OBJECTIVE:
How many lines of the entries below contain the word "house", with case counting? Reply with the number alone.

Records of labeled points
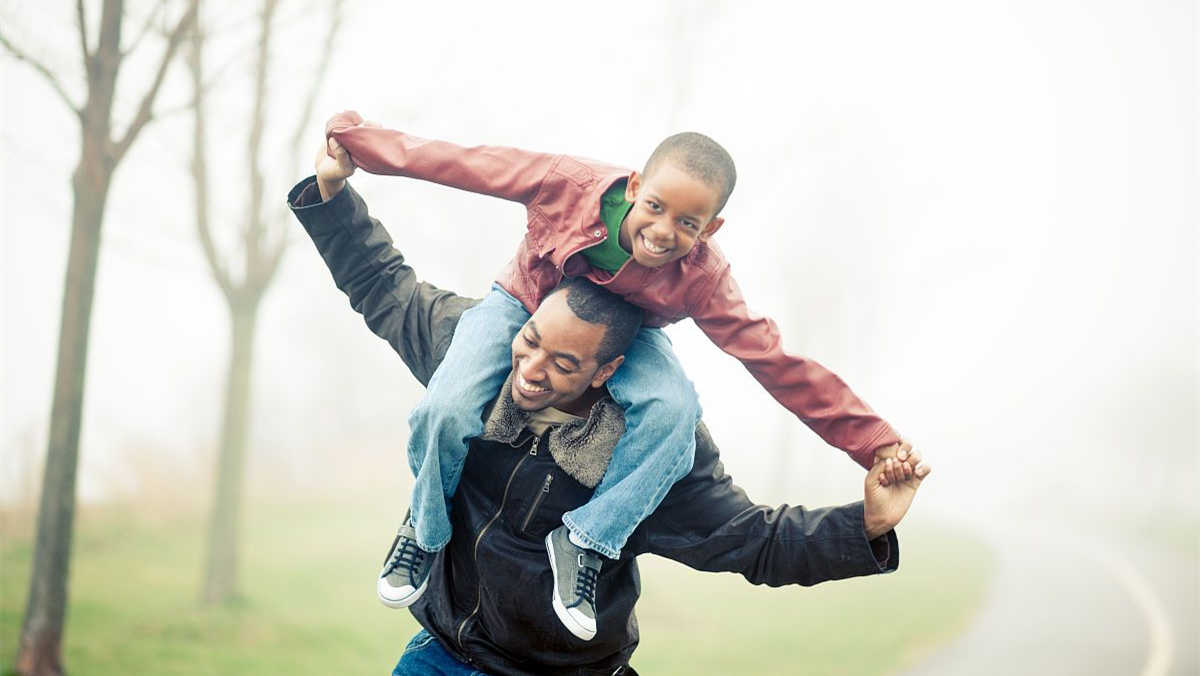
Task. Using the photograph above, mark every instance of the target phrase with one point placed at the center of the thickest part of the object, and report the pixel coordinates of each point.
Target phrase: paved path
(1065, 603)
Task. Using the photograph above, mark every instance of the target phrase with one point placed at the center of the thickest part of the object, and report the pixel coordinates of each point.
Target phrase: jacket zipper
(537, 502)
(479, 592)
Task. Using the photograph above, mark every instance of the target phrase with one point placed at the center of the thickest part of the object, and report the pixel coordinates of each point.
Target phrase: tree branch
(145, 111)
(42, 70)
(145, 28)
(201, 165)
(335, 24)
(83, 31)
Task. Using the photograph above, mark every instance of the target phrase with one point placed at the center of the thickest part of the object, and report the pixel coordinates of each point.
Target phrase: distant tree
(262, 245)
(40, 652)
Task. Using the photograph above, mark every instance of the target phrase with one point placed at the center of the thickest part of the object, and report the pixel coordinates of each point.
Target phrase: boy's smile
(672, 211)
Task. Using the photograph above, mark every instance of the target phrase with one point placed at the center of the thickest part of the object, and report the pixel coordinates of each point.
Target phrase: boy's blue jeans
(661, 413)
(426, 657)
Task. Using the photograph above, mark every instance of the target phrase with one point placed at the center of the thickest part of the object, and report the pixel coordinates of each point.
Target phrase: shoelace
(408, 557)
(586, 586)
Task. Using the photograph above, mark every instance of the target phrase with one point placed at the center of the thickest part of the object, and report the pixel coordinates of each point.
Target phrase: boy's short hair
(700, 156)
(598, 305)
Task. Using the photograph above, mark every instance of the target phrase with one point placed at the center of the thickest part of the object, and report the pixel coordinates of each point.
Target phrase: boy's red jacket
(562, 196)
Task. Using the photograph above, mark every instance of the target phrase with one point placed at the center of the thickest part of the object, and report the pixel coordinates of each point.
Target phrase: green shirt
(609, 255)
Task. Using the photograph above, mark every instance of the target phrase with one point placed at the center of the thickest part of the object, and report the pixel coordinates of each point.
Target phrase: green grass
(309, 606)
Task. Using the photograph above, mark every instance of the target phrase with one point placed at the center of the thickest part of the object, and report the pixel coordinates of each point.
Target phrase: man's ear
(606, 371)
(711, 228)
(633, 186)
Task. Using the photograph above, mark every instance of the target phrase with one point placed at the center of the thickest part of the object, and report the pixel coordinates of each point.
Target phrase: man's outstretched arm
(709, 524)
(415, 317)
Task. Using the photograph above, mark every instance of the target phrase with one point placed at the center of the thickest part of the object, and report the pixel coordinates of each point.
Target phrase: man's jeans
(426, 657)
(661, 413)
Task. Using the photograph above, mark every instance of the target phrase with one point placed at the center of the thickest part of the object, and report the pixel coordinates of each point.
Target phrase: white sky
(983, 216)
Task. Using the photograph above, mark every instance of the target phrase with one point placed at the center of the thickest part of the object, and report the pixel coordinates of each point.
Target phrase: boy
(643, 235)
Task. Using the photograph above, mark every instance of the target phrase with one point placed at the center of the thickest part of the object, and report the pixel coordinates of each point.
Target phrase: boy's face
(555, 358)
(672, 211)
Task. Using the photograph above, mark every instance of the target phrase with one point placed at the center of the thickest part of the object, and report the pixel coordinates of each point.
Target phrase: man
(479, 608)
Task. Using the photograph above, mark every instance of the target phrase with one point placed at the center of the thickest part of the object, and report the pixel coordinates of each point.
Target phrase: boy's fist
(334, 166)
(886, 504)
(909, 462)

---

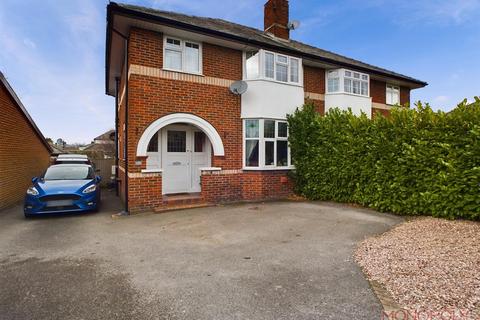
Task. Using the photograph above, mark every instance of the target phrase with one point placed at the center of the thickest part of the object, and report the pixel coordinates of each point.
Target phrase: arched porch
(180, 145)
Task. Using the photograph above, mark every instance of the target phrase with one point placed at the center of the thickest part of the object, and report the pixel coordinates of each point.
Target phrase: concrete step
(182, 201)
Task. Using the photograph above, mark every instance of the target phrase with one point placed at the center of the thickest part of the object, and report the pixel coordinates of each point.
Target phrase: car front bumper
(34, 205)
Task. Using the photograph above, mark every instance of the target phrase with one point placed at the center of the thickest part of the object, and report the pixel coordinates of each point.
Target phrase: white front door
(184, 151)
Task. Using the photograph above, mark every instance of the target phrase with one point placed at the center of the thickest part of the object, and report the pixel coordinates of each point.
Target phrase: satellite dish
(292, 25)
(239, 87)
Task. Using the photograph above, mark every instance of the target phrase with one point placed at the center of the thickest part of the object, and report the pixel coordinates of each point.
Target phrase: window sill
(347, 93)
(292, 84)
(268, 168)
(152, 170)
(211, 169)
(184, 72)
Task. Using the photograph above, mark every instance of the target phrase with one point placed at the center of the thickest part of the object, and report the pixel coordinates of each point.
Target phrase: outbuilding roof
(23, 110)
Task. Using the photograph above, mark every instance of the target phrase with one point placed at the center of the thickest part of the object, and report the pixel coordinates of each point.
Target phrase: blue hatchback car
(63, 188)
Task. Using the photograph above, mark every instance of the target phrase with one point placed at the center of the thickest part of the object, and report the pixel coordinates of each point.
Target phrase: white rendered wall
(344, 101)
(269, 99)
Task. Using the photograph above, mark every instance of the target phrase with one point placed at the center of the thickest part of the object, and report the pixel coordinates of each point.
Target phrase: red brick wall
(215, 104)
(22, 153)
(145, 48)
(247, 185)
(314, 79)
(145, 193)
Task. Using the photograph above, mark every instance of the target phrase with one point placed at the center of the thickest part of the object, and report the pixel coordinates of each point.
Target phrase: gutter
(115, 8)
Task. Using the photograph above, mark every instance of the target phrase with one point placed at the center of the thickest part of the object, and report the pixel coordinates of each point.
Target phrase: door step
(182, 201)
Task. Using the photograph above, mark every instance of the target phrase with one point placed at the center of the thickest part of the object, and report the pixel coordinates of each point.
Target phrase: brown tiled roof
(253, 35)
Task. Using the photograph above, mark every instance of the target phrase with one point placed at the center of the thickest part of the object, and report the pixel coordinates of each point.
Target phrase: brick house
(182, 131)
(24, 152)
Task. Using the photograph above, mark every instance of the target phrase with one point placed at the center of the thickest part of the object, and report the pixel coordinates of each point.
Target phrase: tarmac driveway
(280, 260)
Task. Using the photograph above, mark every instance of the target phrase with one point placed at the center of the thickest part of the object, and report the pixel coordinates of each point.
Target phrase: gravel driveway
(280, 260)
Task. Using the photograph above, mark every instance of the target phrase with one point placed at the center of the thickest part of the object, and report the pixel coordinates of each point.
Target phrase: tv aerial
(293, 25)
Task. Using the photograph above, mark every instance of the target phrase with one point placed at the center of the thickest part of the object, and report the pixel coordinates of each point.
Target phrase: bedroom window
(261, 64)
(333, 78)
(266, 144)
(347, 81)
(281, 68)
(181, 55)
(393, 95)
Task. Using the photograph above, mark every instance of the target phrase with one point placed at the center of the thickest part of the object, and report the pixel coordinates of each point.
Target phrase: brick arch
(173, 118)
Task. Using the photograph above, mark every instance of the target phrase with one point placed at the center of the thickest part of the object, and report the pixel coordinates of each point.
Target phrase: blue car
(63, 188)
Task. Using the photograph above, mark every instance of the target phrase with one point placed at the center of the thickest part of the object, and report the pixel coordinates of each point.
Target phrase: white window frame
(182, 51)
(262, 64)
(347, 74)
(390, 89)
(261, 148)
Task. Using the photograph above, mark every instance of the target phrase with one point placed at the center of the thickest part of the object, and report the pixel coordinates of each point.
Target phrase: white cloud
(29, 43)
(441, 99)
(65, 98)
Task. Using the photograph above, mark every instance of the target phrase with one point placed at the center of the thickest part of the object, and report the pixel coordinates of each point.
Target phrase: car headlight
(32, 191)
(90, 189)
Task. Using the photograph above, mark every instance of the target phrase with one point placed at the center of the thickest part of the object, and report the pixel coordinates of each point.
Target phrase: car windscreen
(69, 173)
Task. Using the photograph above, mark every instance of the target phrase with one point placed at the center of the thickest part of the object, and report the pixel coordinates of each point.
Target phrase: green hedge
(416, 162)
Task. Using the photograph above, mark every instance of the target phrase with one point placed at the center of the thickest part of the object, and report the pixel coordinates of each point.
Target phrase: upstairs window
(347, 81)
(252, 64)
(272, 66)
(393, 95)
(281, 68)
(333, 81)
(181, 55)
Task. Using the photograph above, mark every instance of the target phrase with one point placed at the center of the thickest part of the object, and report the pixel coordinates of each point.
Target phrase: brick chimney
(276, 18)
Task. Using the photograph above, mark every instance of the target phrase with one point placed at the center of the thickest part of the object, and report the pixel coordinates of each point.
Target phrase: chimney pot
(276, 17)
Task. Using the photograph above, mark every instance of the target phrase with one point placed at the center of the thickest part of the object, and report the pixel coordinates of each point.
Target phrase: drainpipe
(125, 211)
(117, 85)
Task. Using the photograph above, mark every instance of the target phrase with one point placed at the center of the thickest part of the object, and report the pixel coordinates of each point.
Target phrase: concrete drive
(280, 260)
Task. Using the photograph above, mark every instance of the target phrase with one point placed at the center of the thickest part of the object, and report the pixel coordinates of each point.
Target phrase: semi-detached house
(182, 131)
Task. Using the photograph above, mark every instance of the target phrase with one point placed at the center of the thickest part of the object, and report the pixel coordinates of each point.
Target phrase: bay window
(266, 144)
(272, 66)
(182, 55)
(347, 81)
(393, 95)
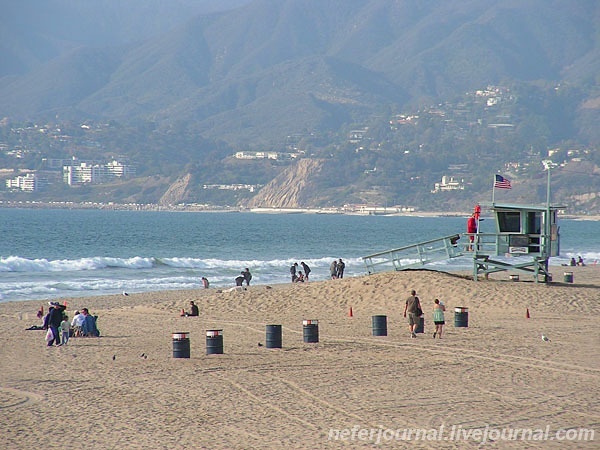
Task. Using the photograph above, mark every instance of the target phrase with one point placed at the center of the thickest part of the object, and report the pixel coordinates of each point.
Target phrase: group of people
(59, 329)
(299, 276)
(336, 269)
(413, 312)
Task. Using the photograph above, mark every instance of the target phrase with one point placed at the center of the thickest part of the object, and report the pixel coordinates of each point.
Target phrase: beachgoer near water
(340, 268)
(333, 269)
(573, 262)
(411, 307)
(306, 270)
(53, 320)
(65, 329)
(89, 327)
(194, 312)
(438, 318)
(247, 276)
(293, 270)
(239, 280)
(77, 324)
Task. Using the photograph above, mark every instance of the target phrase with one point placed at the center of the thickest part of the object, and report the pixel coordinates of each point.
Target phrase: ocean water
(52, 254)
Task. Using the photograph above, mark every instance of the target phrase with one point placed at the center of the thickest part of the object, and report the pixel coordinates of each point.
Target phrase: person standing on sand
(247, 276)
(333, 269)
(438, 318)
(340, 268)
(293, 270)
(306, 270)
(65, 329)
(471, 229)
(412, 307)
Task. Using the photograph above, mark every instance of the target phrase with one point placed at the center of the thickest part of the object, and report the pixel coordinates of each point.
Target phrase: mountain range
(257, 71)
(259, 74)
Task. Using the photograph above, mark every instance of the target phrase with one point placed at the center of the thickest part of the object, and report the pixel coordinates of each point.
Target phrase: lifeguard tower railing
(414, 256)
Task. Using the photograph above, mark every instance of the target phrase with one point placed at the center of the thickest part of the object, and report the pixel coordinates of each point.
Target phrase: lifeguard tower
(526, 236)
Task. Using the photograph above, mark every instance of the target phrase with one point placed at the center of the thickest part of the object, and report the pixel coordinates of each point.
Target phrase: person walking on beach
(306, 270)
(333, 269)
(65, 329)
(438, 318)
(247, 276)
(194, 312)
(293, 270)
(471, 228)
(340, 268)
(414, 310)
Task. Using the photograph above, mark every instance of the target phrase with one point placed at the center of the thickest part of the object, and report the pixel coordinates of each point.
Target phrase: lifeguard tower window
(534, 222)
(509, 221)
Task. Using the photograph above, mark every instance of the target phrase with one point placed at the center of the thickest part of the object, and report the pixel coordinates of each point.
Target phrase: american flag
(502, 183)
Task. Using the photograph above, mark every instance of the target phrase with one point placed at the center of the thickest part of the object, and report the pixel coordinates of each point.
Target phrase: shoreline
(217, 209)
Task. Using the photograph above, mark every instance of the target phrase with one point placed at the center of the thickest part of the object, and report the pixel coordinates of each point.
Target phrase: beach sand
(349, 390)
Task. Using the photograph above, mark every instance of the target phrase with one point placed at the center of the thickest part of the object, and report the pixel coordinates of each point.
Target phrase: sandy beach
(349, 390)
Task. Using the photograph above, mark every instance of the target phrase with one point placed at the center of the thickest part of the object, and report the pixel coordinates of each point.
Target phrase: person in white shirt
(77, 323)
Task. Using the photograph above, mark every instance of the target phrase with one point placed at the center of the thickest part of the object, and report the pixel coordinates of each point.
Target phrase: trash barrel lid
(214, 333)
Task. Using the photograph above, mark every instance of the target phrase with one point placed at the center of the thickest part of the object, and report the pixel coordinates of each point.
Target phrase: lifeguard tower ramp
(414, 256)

...

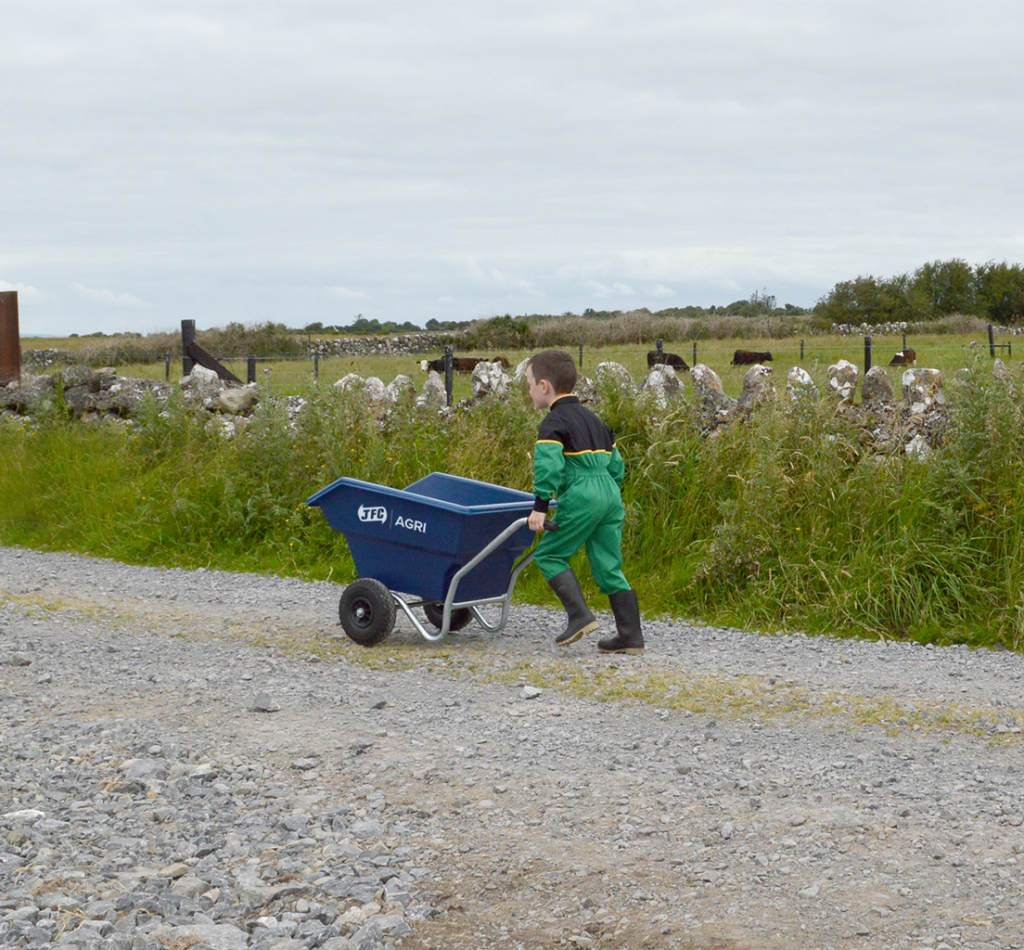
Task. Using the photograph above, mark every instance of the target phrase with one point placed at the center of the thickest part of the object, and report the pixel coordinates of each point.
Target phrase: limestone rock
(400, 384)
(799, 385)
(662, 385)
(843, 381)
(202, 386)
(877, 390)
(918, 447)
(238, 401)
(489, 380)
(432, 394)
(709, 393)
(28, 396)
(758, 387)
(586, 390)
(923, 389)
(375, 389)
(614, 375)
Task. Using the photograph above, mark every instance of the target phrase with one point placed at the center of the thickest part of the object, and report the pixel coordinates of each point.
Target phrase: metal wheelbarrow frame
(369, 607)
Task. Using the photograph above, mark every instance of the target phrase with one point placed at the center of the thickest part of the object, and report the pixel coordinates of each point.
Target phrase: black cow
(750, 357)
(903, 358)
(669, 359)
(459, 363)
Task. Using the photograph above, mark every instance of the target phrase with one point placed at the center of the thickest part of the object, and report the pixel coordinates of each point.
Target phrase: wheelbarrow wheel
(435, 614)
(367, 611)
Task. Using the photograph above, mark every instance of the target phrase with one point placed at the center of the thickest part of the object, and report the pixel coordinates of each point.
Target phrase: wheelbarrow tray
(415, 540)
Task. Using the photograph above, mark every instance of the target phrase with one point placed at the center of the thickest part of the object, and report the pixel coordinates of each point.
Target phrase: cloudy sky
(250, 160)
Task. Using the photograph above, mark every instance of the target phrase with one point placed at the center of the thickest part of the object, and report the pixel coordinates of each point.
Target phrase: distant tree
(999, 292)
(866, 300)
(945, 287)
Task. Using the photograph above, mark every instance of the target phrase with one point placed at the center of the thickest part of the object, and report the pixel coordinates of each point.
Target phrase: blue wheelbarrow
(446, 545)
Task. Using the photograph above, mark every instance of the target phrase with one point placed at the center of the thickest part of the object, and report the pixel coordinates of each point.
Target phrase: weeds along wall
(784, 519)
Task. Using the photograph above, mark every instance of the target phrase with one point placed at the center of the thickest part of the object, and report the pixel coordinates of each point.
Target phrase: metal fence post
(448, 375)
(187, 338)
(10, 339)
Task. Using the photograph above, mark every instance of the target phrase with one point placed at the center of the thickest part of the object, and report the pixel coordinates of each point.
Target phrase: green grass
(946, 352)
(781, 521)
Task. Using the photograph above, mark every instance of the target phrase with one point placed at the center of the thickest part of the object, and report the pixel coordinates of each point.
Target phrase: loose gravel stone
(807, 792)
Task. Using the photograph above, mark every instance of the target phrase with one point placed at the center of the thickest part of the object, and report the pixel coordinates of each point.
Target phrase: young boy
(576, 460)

EXPECTED ANSWER:
2